_Records pointing to named objects_.

»»

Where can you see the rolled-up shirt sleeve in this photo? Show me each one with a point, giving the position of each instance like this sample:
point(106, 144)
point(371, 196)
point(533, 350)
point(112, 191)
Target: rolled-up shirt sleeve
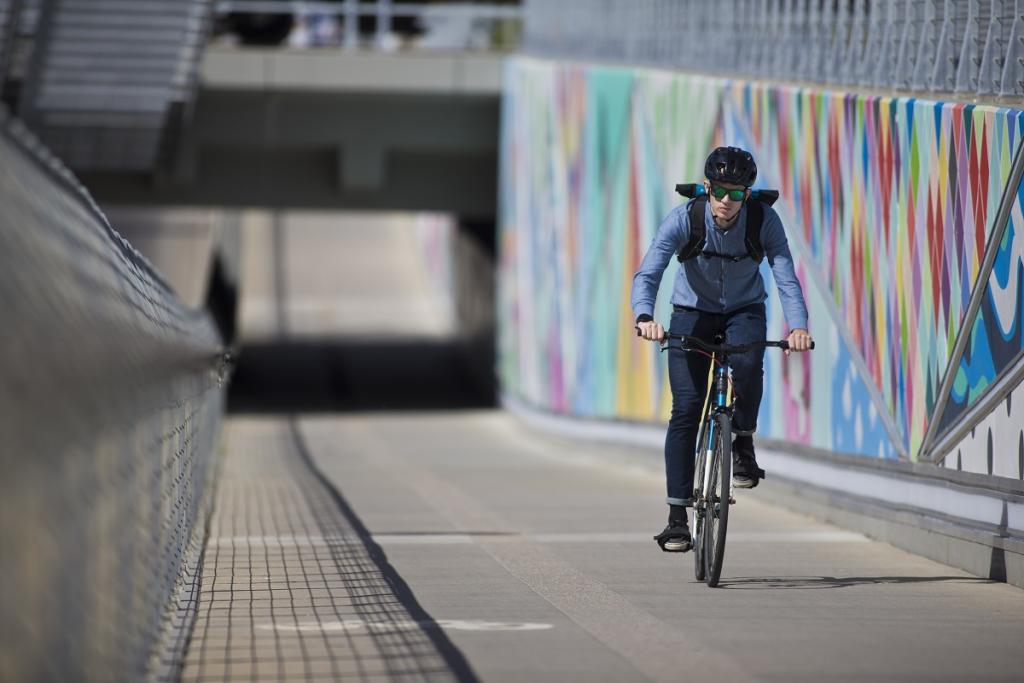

««

_EXERCISE BRIEF_.
Can you set down every line of the rows above word for word, leaving out the pictures?

_EXERCISE SOLUTION_.
Where can you see the rolled-up shirt sleeve in this photo? Show me each one with a point, giving the position of each instance like this sample:
point(106, 144)
point(371, 196)
point(533, 350)
point(112, 191)
Target: rolled-up shirt sleeve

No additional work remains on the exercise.